Written exercise: Print the entries word for word, from the first line up to and including the line with "xmin=34 ymin=48 xmax=39 ymax=53". Leave out the pictures.
::::
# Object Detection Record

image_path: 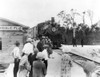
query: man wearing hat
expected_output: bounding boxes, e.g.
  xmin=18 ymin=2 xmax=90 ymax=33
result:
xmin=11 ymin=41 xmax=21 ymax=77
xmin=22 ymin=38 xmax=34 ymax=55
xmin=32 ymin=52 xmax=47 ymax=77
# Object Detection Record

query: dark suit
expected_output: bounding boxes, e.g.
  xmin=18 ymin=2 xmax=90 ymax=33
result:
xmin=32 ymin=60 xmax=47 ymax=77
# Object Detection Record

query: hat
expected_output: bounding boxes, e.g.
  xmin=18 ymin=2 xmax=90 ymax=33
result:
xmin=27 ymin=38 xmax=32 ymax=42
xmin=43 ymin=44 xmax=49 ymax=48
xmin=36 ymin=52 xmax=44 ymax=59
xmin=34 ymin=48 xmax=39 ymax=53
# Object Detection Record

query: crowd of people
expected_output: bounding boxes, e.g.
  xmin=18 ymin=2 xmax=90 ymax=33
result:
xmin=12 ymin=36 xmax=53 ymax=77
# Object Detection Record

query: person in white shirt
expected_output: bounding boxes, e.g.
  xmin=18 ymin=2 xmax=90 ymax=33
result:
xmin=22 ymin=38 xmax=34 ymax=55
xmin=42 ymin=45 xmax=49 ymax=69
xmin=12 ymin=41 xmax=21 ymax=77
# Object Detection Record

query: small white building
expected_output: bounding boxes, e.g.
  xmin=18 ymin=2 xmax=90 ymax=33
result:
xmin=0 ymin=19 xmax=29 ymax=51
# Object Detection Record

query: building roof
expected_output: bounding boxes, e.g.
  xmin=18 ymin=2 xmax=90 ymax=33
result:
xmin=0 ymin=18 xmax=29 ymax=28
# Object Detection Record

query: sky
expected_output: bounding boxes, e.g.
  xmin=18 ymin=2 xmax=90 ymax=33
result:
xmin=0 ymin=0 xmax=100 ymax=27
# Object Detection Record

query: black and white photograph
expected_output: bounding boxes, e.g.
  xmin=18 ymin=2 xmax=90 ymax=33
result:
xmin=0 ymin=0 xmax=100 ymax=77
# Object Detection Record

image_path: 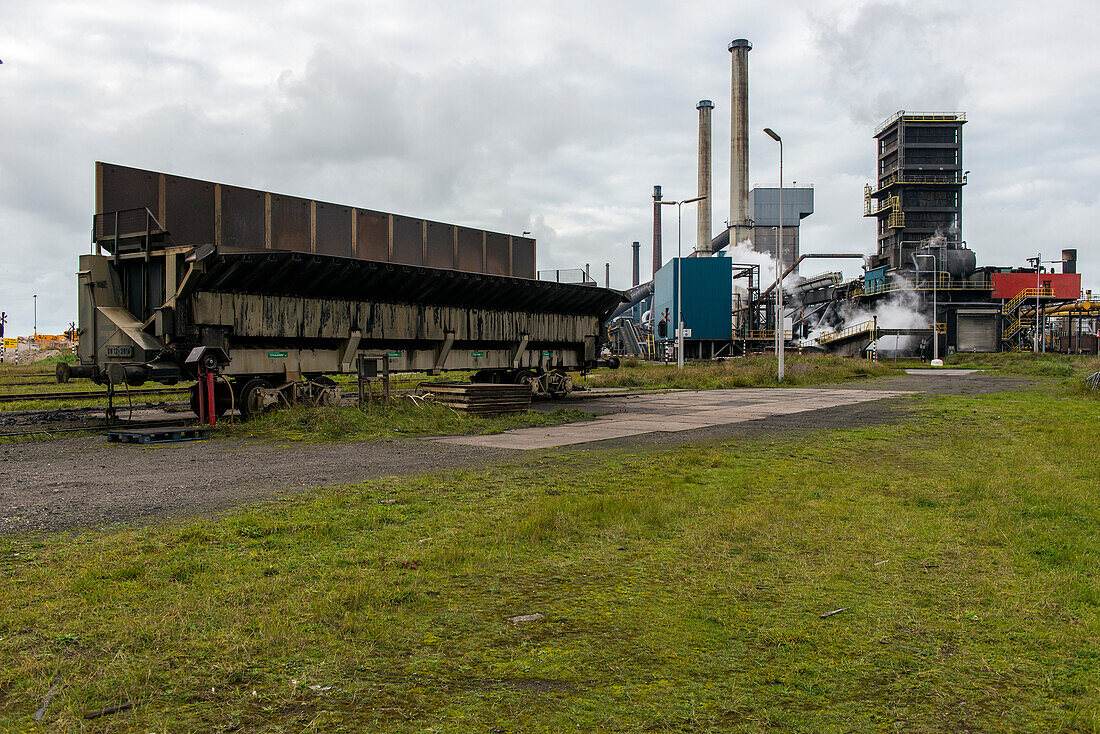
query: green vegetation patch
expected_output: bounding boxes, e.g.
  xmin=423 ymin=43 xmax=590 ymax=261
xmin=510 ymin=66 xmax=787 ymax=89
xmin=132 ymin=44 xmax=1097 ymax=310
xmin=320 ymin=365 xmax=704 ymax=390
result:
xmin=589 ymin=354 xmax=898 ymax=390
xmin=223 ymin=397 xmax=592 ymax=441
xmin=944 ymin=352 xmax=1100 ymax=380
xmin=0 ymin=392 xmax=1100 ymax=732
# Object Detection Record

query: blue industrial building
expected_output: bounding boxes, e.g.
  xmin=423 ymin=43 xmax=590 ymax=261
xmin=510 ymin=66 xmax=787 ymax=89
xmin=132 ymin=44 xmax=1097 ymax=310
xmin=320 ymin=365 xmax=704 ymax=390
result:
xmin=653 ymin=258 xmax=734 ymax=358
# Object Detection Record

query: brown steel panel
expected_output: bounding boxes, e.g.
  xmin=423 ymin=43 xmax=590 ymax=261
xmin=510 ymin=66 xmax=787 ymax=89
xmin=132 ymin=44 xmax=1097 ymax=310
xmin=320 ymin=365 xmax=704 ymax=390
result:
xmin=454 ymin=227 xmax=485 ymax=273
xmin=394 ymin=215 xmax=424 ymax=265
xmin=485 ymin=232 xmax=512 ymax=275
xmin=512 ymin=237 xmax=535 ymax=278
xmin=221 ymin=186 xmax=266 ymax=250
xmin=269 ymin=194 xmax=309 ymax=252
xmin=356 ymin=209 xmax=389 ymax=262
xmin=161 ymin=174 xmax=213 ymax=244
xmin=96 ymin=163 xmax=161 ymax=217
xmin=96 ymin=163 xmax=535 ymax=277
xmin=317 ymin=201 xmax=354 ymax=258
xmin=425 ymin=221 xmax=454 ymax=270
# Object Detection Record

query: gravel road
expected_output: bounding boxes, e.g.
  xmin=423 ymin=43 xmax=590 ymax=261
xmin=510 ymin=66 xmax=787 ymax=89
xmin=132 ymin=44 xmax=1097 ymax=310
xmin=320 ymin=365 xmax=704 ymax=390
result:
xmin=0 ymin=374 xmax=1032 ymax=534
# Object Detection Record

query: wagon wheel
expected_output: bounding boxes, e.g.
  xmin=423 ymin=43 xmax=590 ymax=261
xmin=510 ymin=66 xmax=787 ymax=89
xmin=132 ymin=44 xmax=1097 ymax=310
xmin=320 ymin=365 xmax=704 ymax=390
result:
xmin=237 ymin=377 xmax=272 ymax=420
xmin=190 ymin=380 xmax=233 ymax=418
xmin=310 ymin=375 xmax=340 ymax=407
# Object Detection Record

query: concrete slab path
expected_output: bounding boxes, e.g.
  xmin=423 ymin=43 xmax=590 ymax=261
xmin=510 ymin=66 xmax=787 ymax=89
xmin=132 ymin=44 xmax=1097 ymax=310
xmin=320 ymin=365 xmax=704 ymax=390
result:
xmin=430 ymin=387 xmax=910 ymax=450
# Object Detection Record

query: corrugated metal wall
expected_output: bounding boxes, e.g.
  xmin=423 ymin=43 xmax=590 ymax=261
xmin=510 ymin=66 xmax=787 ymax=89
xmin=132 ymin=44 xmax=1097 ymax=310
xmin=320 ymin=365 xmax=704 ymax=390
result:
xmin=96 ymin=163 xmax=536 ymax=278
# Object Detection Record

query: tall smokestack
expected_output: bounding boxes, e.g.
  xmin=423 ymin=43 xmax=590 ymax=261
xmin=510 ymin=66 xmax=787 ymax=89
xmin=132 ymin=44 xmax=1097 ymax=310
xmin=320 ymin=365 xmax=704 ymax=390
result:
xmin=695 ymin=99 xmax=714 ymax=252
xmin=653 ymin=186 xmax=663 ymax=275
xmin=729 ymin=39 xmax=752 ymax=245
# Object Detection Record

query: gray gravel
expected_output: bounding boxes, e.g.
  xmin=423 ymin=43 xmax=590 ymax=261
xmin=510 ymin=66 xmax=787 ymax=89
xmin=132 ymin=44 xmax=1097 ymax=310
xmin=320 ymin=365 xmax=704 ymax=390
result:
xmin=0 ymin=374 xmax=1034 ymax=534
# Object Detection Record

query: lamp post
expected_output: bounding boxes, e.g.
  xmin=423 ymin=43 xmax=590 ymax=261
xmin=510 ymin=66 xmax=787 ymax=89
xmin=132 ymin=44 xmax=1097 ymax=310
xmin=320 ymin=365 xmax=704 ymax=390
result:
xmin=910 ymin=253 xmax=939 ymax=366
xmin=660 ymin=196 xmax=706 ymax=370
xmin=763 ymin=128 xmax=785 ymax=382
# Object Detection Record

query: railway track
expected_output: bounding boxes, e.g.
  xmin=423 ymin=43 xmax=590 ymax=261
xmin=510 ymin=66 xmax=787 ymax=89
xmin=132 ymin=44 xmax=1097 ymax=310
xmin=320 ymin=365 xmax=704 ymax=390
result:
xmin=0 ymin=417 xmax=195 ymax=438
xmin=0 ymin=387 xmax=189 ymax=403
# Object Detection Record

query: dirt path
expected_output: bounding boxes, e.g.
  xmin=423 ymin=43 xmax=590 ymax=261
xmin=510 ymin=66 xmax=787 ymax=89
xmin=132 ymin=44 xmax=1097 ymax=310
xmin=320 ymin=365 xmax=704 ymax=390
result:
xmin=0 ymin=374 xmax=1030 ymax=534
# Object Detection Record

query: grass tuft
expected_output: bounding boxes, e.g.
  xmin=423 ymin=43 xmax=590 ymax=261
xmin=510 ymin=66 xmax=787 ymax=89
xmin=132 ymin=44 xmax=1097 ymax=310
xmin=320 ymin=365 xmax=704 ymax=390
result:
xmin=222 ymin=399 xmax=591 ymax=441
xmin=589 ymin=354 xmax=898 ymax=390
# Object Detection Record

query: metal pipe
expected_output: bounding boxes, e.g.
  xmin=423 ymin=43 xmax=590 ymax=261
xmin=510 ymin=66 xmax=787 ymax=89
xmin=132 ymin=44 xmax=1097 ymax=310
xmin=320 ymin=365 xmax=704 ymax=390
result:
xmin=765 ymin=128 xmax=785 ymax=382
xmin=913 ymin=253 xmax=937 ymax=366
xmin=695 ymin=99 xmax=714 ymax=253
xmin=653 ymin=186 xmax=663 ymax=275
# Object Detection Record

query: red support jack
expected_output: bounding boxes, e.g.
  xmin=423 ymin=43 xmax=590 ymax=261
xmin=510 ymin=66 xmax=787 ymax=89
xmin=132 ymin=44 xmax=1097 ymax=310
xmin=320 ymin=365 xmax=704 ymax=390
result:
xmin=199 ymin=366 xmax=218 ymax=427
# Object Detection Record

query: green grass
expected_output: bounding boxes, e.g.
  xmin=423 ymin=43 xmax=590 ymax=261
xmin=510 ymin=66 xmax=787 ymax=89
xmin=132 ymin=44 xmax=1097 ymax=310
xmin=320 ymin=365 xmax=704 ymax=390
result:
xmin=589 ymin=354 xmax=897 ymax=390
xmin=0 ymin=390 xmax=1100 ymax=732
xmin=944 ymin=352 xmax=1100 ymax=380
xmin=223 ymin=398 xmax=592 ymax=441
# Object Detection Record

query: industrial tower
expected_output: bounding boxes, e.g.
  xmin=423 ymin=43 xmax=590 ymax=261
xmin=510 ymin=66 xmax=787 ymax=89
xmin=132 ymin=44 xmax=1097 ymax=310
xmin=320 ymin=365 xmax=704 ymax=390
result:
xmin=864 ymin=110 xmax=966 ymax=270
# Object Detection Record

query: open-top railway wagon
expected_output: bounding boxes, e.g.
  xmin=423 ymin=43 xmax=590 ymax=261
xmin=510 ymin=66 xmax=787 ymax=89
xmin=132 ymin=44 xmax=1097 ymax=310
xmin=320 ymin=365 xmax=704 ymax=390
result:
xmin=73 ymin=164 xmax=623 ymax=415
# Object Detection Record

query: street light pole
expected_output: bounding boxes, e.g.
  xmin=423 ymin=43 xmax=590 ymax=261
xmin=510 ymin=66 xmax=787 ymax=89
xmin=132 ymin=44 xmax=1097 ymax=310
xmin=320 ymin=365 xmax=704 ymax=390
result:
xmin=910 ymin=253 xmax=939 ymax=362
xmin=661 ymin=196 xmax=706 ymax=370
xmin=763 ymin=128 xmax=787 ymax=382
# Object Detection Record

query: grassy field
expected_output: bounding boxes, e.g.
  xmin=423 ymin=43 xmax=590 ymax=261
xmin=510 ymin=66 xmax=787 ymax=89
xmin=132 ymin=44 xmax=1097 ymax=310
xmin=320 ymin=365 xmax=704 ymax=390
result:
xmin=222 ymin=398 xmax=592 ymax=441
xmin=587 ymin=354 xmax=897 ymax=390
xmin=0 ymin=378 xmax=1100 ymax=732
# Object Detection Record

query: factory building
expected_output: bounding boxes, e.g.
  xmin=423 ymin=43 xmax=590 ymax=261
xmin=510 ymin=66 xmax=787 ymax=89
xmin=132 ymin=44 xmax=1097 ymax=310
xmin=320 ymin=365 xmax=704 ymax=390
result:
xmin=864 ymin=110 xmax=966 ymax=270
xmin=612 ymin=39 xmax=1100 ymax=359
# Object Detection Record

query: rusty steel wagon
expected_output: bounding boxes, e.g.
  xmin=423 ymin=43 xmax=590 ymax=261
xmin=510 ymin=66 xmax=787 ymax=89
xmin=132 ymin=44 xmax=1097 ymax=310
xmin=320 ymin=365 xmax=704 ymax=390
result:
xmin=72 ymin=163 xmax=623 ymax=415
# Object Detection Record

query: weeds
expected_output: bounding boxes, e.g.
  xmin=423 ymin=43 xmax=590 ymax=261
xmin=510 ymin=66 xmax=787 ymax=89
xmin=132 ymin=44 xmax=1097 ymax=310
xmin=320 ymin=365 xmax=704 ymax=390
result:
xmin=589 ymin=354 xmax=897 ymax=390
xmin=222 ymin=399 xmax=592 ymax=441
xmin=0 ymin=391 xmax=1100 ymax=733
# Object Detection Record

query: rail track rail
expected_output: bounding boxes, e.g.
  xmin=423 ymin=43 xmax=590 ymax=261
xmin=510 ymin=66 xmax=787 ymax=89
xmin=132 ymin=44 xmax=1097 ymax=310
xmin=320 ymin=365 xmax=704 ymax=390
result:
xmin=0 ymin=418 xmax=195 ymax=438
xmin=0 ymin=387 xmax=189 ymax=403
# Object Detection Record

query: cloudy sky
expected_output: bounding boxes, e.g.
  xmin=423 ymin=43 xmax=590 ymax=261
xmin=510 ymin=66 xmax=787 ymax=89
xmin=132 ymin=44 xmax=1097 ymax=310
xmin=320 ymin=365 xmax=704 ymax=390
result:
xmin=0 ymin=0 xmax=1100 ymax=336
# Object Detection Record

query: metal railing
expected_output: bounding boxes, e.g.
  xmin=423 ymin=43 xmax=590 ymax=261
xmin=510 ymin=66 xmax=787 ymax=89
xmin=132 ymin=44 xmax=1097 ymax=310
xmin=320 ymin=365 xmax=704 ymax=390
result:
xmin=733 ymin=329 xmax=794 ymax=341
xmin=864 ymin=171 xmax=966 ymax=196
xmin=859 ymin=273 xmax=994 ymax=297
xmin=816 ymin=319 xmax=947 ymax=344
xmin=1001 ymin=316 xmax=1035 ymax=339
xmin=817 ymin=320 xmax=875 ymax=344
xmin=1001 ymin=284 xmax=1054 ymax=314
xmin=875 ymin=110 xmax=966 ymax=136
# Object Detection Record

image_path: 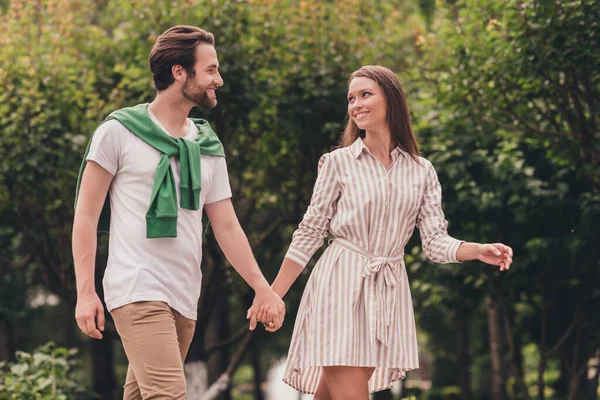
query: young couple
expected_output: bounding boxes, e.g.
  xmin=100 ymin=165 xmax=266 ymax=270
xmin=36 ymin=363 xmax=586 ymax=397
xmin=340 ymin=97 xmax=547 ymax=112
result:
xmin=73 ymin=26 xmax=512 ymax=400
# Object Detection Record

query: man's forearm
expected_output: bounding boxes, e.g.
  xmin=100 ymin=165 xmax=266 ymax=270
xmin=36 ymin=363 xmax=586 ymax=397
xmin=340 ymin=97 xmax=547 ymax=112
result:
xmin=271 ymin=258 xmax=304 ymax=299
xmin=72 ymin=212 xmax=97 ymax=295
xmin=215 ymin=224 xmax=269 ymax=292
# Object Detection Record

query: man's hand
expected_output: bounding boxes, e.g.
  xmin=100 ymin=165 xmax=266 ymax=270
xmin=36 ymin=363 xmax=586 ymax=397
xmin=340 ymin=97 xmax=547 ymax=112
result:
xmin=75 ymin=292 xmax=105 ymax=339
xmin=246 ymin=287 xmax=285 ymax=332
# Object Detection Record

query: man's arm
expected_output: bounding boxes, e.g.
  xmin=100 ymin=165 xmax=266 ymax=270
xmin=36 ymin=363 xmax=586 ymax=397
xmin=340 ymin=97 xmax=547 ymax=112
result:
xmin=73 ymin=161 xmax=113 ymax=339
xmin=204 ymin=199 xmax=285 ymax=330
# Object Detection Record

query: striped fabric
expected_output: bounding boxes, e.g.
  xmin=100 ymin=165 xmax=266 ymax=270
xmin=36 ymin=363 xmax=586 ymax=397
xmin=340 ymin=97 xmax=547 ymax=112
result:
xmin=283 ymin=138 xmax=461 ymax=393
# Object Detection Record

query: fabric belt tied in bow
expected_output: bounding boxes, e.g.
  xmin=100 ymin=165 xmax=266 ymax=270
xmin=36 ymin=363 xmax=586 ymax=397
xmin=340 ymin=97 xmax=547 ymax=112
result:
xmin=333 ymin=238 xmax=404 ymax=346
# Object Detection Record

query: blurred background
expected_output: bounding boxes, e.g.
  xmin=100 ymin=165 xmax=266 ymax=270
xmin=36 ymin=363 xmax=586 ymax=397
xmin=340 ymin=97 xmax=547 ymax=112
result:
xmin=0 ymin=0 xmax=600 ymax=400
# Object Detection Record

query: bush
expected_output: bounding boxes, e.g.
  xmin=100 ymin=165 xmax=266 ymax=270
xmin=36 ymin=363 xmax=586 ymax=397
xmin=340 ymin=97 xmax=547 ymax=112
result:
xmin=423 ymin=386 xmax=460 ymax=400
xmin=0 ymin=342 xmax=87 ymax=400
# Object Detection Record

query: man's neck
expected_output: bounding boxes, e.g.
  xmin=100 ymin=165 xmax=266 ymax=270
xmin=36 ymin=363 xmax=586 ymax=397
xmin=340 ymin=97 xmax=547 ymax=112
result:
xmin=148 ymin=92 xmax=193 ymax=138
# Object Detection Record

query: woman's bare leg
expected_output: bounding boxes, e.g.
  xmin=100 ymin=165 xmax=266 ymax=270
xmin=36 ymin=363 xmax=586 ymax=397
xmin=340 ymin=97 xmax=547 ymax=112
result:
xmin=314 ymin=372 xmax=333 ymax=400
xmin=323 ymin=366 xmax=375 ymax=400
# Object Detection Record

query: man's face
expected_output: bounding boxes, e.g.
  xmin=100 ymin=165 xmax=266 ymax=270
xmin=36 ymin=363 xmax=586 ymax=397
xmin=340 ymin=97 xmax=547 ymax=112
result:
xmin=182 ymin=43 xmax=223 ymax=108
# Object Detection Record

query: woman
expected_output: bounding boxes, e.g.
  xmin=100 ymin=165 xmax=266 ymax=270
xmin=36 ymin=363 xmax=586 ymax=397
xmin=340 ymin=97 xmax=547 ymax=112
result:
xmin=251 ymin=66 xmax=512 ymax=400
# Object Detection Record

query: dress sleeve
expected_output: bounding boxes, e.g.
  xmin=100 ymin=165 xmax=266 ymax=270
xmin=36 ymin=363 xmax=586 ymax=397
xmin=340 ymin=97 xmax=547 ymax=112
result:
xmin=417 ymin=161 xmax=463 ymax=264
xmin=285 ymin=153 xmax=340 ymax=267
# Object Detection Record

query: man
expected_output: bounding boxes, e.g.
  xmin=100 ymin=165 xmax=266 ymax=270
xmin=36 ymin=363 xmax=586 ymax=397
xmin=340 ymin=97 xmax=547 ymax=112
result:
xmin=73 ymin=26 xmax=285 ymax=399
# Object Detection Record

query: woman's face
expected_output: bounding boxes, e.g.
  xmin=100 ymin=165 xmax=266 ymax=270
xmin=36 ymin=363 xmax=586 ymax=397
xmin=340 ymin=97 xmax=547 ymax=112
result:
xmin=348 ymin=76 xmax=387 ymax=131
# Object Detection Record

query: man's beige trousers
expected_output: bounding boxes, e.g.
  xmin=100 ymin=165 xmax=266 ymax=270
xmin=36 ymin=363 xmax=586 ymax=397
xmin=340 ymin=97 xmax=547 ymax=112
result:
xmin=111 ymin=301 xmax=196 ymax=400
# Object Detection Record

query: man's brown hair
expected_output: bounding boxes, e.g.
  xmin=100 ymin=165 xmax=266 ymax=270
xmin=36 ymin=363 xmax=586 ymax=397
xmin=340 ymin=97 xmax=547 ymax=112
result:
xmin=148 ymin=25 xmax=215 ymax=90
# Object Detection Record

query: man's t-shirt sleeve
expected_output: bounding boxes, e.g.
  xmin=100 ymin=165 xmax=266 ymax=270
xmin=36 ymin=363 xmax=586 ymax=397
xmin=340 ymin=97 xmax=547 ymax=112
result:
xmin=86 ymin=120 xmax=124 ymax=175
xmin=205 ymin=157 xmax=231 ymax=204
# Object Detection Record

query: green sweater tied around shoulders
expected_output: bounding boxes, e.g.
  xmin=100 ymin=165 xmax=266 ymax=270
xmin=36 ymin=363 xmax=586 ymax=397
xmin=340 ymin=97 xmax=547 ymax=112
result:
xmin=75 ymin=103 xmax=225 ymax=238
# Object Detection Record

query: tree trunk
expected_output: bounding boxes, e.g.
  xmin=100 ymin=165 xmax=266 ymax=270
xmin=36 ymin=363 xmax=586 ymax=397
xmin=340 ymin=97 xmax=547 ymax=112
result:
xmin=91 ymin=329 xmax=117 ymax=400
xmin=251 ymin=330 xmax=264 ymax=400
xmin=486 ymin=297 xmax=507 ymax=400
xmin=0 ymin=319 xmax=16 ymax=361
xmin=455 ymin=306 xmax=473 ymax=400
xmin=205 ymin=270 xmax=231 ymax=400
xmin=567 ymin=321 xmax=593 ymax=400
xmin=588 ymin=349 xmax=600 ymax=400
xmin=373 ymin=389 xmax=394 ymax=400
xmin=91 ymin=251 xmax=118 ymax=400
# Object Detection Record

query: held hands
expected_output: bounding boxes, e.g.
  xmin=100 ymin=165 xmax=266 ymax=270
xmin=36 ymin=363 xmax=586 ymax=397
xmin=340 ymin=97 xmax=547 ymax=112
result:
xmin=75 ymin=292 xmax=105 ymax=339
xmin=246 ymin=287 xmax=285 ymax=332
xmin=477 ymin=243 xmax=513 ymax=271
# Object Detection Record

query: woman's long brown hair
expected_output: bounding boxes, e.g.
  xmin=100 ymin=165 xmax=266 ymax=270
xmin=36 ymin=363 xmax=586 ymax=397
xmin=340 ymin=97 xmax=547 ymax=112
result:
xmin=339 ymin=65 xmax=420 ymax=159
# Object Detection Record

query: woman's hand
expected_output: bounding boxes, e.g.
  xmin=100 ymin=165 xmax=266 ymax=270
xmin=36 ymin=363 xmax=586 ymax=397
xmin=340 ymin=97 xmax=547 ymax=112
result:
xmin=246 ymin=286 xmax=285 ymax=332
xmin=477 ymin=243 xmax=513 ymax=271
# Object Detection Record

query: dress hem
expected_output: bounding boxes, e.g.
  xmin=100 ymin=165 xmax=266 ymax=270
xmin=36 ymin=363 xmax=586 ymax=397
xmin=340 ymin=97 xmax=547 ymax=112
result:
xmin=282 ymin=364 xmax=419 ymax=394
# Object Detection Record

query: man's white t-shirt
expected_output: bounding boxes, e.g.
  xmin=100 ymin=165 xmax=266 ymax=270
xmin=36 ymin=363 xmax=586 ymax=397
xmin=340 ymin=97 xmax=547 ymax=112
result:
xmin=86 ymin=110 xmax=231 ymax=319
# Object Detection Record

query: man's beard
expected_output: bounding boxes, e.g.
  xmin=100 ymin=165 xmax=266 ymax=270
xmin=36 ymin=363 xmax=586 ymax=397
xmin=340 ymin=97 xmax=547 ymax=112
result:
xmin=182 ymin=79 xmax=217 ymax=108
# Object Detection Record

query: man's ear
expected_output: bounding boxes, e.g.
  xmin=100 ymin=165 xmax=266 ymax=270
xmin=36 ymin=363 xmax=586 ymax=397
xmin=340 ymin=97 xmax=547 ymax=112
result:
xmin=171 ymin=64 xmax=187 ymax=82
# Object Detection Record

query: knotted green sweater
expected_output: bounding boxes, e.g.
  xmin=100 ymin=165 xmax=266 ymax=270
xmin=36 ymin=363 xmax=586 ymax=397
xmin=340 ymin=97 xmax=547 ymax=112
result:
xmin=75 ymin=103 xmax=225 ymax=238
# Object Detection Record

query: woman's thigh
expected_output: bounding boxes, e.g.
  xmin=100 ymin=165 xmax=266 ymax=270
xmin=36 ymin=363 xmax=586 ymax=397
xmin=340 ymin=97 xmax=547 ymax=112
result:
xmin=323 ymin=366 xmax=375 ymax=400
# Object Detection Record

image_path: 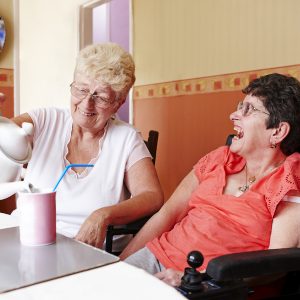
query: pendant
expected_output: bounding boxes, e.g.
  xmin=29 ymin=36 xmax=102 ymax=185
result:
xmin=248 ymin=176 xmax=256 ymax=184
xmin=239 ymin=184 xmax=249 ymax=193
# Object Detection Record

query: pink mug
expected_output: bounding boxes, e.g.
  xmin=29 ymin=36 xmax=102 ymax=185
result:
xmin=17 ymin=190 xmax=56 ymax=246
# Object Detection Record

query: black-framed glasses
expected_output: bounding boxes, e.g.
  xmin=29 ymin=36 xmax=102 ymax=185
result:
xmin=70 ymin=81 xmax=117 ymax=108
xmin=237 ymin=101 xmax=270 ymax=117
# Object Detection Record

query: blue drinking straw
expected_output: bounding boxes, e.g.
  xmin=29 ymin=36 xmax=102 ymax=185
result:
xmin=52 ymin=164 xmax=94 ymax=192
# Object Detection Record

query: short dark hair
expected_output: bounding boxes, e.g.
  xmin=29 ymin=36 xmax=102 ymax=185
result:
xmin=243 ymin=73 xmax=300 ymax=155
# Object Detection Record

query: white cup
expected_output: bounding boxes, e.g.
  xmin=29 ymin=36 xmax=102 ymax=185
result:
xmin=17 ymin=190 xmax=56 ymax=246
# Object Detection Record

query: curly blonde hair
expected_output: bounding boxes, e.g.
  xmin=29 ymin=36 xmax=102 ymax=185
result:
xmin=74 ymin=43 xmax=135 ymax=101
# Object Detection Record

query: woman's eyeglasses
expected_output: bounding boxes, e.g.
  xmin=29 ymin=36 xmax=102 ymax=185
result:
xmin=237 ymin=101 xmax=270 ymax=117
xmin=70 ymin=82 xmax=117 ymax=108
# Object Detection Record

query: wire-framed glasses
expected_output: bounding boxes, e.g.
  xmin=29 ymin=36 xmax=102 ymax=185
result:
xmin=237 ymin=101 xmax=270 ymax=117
::::
Solution to this task:
# Object Detection Record

image_path: 
query: man wearing hat
expected_output: bounding boxes, e.g.
  xmin=18 ymin=2 xmax=90 ymax=33
result:
xmin=11 ymin=41 xmax=21 ymax=77
xmin=22 ymin=38 xmax=34 ymax=55
xmin=32 ymin=52 xmax=47 ymax=77
# Object Detection Record

query: dark suit
expected_output: bounding boxes, e.g.
  xmin=18 ymin=2 xmax=90 ymax=33
result:
xmin=32 ymin=60 xmax=47 ymax=77
# Object Detection Record

query: hat
expected_output: bounding boxes, e.g.
  xmin=18 ymin=2 xmax=90 ymax=33
result:
xmin=27 ymin=38 xmax=32 ymax=42
xmin=43 ymin=44 xmax=49 ymax=48
xmin=36 ymin=52 xmax=44 ymax=59
xmin=34 ymin=48 xmax=39 ymax=53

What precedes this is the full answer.